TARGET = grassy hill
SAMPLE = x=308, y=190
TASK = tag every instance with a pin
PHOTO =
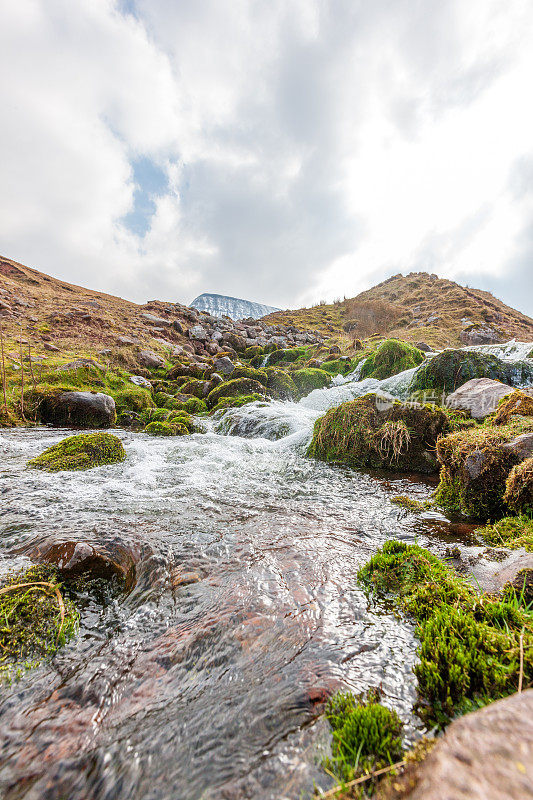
x=416, y=307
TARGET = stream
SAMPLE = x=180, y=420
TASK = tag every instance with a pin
x=210, y=687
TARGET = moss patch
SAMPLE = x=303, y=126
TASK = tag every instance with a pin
x=469, y=644
x=366, y=735
x=308, y=379
x=36, y=619
x=390, y=358
x=512, y=532
x=362, y=433
x=85, y=451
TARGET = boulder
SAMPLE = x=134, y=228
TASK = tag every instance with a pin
x=485, y=755
x=480, y=397
x=76, y=409
x=224, y=365
x=150, y=360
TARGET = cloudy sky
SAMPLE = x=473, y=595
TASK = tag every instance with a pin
x=279, y=150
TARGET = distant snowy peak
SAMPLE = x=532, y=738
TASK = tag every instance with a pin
x=219, y=304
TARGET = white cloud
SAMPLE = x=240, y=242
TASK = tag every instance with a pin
x=312, y=146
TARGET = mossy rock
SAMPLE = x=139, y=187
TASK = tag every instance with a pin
x=308, y=379
x=338, y=366
x=469, y=652
x=449, y=370
x=280, y=384
x=380, y=434
x=475, y=467
x=259, y=375
x=166, y=429
x=289, y=355
x=516, y=404
x=237, y=402
x=195, y=406
x=391, y=358
x=36, y=619
x=85, y=451
x=133, y=398
x=519, y=488
x=233, y=388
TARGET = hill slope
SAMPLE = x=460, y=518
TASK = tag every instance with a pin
x=417, y=307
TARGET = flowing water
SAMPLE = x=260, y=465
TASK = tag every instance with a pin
x=208, y=686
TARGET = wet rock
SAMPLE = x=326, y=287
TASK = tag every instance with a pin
x=150, y=360
x=480, y=334
x=76, y=409
x=138, y=380
x=485, y=755
x=224, y=365
x=480, y=397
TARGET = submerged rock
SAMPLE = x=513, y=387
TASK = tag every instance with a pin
x=485, y=755
x=85, y=451
x=76, y=409
x=480, y=397
x=380, y=435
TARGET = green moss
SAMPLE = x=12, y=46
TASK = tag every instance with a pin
x=31, y=624
x=233, y=388
x=452, y=368
x=309, y=378
x=253, y=352
x=469, y=645
x=519, y=488
x=166, y=429
x=475, y=468
x=237, y=402
x=280, y=384
x=512, y=532
x=362, y=433
x=85, y=451
x=410, y=504
x=259, y=375
x=390, y=358
x=195, y=406
x=366, y=735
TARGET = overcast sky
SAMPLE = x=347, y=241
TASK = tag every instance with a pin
x=283, y=151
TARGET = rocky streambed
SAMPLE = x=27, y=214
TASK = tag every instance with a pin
x=204, y=672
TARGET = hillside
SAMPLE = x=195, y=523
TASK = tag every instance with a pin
x=416, y=307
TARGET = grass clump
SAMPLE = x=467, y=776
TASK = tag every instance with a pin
x=390, y=358
x=366, y=735
x=469, y=643
x=35, y=619
x=84, y=451
x=308, y=379
x=512, y=532
x=366, y=433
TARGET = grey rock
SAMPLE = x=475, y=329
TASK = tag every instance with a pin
x=485, y=755
x=479, y=396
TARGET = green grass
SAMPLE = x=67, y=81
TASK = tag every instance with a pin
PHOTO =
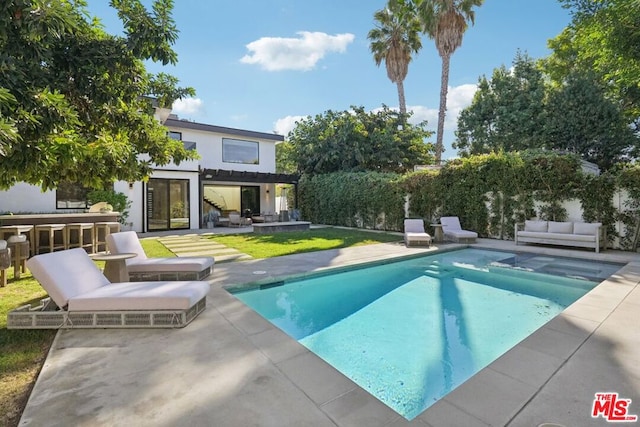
x=293, y=242
x=22, y=352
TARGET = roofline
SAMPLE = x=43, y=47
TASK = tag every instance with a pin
x=184, y=124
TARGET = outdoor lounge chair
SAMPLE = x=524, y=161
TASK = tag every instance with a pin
x=143, y=268
x=414, y=233
x=80, y=296
x=454, y=232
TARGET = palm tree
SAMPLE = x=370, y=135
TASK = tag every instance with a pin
x=395, y=38
x=445, y=21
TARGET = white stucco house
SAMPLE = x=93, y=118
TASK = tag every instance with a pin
x=235, y=172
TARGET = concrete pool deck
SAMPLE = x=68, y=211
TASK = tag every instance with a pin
x=230, y=367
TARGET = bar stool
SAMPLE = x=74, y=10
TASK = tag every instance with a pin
x=80, y=228
x=106, y=227
x=51, y=229
x=19, y=246
x=17, y=230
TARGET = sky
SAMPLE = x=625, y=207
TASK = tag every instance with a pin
x=261, y=65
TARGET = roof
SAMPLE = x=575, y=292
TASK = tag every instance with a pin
x=241, y=176
x=185, y=124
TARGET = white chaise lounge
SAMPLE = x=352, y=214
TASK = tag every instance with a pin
x=453, y=231
x=82, y=297
x=414, y=233
x=143, y=268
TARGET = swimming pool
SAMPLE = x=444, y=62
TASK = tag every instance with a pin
x=411, y=331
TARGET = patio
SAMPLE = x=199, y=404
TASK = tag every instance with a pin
x=230, y=367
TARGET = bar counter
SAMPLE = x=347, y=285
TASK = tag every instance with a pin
x=55, y=218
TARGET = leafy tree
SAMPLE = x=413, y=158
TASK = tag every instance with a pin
x=507, y=112
x=445, y=21
x=604, y=38
x=357, y=141
x=584, y=121
x=394, y=39
x=72, y=105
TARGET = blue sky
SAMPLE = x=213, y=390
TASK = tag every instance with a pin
x=263, y=64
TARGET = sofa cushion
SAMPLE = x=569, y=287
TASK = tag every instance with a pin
x=564, y=237
x=588, y=228
x=560, y=227
x=535, y=225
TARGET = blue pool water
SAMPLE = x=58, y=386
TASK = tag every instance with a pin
x=411, y=331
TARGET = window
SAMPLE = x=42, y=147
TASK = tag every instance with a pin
x=71, y=195
x=239, y=151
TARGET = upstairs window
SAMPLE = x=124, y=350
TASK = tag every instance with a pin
x=239, y=151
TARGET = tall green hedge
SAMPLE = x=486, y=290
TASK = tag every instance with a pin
x=490, y=193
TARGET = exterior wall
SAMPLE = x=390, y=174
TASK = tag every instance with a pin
x=209, y=146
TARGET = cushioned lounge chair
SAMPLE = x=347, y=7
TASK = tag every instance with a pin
x=453, y=231
x=80, y=296
x=414, y=233
x=143, y=268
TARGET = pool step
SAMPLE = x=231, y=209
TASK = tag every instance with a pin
x=437, y=270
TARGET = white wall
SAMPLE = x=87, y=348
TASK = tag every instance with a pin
x=209, y=147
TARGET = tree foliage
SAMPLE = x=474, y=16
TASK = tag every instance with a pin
x=517, y=110
x=357, y=141
x=507, y=111
x=603, y=38
x=72, y=105
x=393, y=40
x=445, y=21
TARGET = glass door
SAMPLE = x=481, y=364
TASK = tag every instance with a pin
x=167, y=204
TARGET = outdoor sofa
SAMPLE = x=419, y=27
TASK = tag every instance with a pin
x=80, y=296
x=143, y=268
x=566, y=233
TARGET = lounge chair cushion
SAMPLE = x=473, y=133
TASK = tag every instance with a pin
x=141, y=296
x=127, y=241
x=66, y=274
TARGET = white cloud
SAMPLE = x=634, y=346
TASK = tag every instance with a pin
x=187, y=106
x=303, y=53
x=286, y=124
x=458, y=98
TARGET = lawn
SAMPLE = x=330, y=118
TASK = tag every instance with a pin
x=294, y=242
x=22, y=352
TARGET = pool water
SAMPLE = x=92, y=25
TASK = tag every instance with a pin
x=411, y=331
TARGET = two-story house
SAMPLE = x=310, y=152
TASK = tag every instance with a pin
x=235, y=172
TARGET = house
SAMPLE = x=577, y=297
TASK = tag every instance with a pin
x=236, y=172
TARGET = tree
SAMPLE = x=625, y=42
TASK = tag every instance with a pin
x=445, y=21
x=72, y=97
x=507, y=112
x=356, y=141
x=581, y=119
x=603, y=38
x=394, y=39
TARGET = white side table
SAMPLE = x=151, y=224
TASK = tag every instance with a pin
x=438, y=235
x=115, y=266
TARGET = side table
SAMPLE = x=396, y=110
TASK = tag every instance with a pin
x=438, y=235
x=115, y=266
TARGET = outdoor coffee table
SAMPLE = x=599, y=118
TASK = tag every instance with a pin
x=115, y=266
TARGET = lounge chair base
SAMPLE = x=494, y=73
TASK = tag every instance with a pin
x=169, y=275
x=46, y=316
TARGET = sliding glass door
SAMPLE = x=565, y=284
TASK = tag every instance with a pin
x=167, y=204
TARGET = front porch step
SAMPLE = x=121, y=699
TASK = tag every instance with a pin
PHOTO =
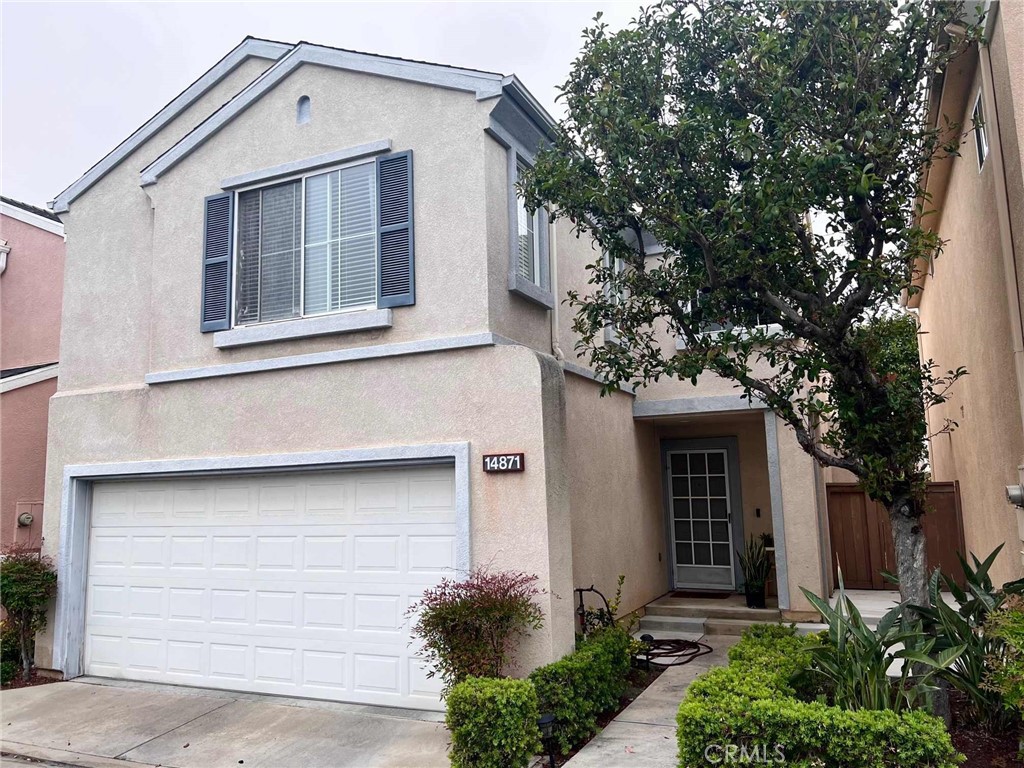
x=667, y=624
x=682, y=608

# # # # #

WHAT IS REQUIRED: Say, as a single number, how many lines of the records hold the word "pool".

RESULT FOR THIS TASK: 5